▶ **Selected text**
[Start of section]
The Higgins Medical Offices building stands out among the Museum District's traditional architecture. (Photo by Stephen Clatterbuck)
What: Higgins Medical Offices
Where: 3540 Floyd Ave. in the Museum District
Why it matters: A Richmond physician hired a forward-thinking Washington, D.C., architecture firm to create this one-of-a-kind medical arts building in 1954, a decade prior to Haigh Jamgochian’s round, aluminum-clad Markel Building near Willow Lawn.
The imposing, cross-motif concrete-block wall with its big wooden doors on Floyd and Thompson avenues in the Museum District conveys a sense of both security and mystery. The Frank Lloyd Wright- and Modernist-inspired design stands out in Georgian Revival-obsessed Richmond — and not in a bad way. The building’s age and surrounding greenery have actually improved the site, which can’t be said for all examples of this style of design. The espionage-lair exterior gives way to a softer, inviting interior with views of two garden courtyards.
[End of section]
▶ **Problems to solve**
- A) Answer these from the text on the Higgins Medical Offices:
(i) At what street address does the building stand?
(ii) In what year was it created?
(iii) What does the interior give views of?
- B) Set down a passage from the text on the Higgins Medical Offices word for word. Begin at the words "The imposing, cross-motif" and stop after "two garden courtyards.".

[Stored data entries]
[Start of section]
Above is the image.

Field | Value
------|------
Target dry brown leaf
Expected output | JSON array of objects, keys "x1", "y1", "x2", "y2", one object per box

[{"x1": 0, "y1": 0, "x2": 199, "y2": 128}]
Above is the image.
[End of section]
▶ **Answers to each task**
- A)
(i) 3540 Floyd Ave. in the Museum District
(ii) 1954
(iii) Two garden courtyards

- B)
The imposing, cross-motif concrete-block wall with its big wooden doors on Floyd and Thompson avenues in the Museum District conveys a sense of both security and mystery. The Frank Lloyd Wright- and Modernist-inspired design stands out in Georgian Revival-obsessed Richmond — and not in a bad way. The building’s age and surrounding greenery have actually improved the site, which can’t be said for all examples of this style of design. The espionage-lair exterior gives way to a softer, inviting interior with views of two garden courtyards.